• **TASK DIRECTIONS**
Where an image appears, leave it out; otherwise repeat the data exactly.

Data items
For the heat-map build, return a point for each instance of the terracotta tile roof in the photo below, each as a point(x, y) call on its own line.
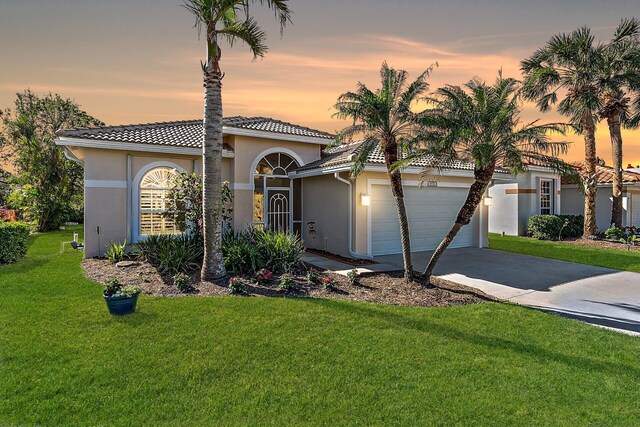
point(605, 174)
point(342, 155)
point(185, 133)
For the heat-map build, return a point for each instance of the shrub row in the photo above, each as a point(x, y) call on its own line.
point(14, 237)
point(554, 227)
point(244, 252)
point(252, 249)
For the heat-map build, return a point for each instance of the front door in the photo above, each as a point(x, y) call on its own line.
point(278, 209)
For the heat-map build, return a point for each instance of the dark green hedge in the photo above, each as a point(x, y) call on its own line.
point(549, 227)
point(14, 237)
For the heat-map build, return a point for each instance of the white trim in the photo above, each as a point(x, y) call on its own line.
point(413, 183)
point(242, 186)
point(275, 135)
point(133, 146)
point(105, 183)
point(407, 183)
point(273, 150)
point(135, 229)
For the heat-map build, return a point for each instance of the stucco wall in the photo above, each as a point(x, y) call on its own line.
point(573, 204)
point(324, 202)
point(361, 185)
point(503, 213)
point(107, 189)
point(525, 188)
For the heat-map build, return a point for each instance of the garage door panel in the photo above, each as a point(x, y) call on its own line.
point(431, 213)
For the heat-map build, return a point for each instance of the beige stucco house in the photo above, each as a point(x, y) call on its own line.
point(282, 176)
point(573, 198)
point(515, 199)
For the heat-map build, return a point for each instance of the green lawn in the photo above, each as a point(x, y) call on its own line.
point(238, 360)
point(610, 258)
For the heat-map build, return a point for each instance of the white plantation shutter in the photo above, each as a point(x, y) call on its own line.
point(154, 191)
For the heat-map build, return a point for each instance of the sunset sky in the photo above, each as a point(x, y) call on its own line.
point(134, 61)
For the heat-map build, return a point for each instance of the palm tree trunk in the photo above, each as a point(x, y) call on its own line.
point(391, 156)
point(591, 181)
point(213, 264)
point(616, 151)
point(477, 190)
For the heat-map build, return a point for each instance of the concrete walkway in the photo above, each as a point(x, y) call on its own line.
point(600, 296)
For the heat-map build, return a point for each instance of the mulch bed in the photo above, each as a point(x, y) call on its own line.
point(602, 244)
point(383, 288)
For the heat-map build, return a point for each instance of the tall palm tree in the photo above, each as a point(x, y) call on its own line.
point(230, 21)
point(619, 77)
point(567, 67)
point(480, 124)
point(385, 120)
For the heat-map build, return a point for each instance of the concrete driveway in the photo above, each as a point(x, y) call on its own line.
point(601, 296)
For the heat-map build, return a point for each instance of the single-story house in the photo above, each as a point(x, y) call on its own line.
point(573, 198)
point(514, 200)
point(282, 176)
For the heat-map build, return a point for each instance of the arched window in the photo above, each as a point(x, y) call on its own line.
point(277, 198)
point(154, 191)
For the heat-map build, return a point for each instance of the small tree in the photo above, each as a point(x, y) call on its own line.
point(386, 121)
point(480, 123)
point(47, 186)
point(220, 21)
point(185, 202)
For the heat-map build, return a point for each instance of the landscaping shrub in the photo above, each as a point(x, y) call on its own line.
point(116, 252)
point(241, 252)
point(354, 278)
point(312, 277)
point(263, 276)
point(182, 282)
point(554, 227)
point(250, 250)
point(14, 237)
point(281, 251)
point(287, 283)
point(236, 286)
point(615, 233)
point(175, 254)
point(329, 283)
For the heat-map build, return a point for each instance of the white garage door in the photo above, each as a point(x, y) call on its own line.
point(431, 211)
point(635, 209)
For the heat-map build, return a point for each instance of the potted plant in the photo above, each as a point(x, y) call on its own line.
point(120, 299)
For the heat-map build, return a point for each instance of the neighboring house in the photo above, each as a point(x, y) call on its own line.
point(282, 178)
point(515, 200)
point(573, 198)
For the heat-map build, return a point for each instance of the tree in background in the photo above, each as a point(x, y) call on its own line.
point(47, 186)
point(565, 73)
point(480, 124)
point(385, 120)
point(619, 77)
point(230, 21)
point(184, 203)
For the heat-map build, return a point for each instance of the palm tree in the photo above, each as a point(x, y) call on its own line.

• **SOLUTION BELOW**
For the heat-map build, return a point for each instance of the terracotta tile roof in the photo below, each as a point(x, y) call on its own line.
point(605, 174)
point(342, 155)
point(185, 133)
For the heat-map build, return a point for each instance of the shrub row in the photo above, each as a point(x, y) call on its own line.
point(14, 237)
point(554, 227)
point(244, 252)
point(252, 249)
For the heat-map build, return a point for each instance of the front door in the photo above, each as a point(x, y) call on its own line.
point(278, 209)
For the heat-map build, return a point for each instance of the dark green hedge in the photo above, each as a point(x, y) call on its own line.
point(549, 227)
point(14, 237)
For the heat-map build, return a point for each instance of the white trim in the photo above, each as a point(x, y) call on its own line.
point(413, 183)
point(242, 186)
point(275, 135)
point(133, 146)
point(105, 183)
point(407, 183)
point(273, 150)
point(135, 229)
For the heat-map build, return a point for each instance of the stucco wall in the photo above, each as a point(x, y) call on its own line.
point(573, 204)
point(324, 202)
point(361, 185)
point(503, 213)
point(107, 189)
point(525, 188)
For the heat-map build, return a point for each instance of the garage door panel in the photo above, each as a point(x, y) call on its own line.
point(431, 213)
For the heat-map build, return a point for each instance of the beige stucco house in the photo above, each as a point(x, y) call on its own line.
point(282, 176)
point(573, 198)
point(515, 199)
For the heat-map build, return a point for each instance of the green lawn in the photo above, each as a point(x, y) call on its own line.
point(238, 360)
point(610, 258)
For the heat-map build, return a point for each instance of the white plantation shutter in the photo above, each as a point(x, y) call on its own line.
point(154, 191)
For the heat-map build, return a point for each instance of the sunset sky in the photo above, each as a point(x, y) call on its own line.
point(134, 61)
For the heat-map build, return a point for each instance of the palm tree trunk in the photo above, each as a point(x, y) call on its own line.
point(391, 156)
point(591, 181)
point(213, 264)
point(616, 151)
point(477, 190)
For the heat-map build, return a point for each instance of the concrete walkway in the photo above, each as a point(x, y) call on its own line.
point(600, 296)
For the heat-map build, return a point for each instance of the mulch bed in the photo above, each as a point(x, y) call on its own line.
point(602, 244)
point(383, 288)
For the heat-map build, return a point for each instance of the tall palm tree in the photo above, each as a point(x, y) call on its own line.
point(230, 21)
point(619, 77)
point(567, 67)
point(480, 124)
point(385, 120)
For the heat-map build, return a point for each instance of the concrete driveway in the photo above, each as a point(x, y) call on its own line.
point(601, 296)
For the heat-map build, return a point for each instance of the single-story house in the photo above, each as a point(x, y) call on its own line.
point(573, 198)
point(514, 200)
point(282, 176)
For the heat-map build, return a point for each instance of the arched window in the photo above, each as a point(x, y) call on its own line.
point(277, 198)
point(154, 191)
For the heat-map build, return a point for each instance of the small tree in the photo above, each as a point(x, y) call on its own line.
point(386, 121)
point(480, 123)
point(47, 186)
point(220, 21)
point(185, 202)
For the heat-map build, return a point for each instance of the landscaping shrub in the photo above, each as a point(x, y) call on its own line.
point(116, 252)
point(241, 252)
point(354, 278)
point(312, 277)
point(263, 276)
point(182, 282)
point(554, 227)
point(250, 250)
point(14, 237)
point(281, 251)
point(287, 283)
point(236, 286)
point(615, 233)
point(175, 254)
point(329, 283)
For the heat-map build, return a point for each instance of the white garage door in the photo above, each as a point(x, y) call on its own line.
point(431, 211)
point(635, 209)
For the heat-map build, return a point for each instance of the potted plant in the photo above, each as a point(x, y) call on its own line.
point(120, 299)
For the heat-map build, return a point for each instance of the neighboring house in the photo above, each as a point(x, y) call on its own line.
point(282, 178)
point(515, 200)
point(573, 198)
For the heat-map build, return a point for each instance of the tree in background in the photo above, each as a point(x, y) call on its own line.
point(47, 186)
point(565, 73)
point(480, 124)
point(385, 120)
point(619, 77)
point(230, 21)
point(184, 203)
For the heat-map build, return a point for each instance of the palm tree in the photo above, each as a point(x, y) call on its own line.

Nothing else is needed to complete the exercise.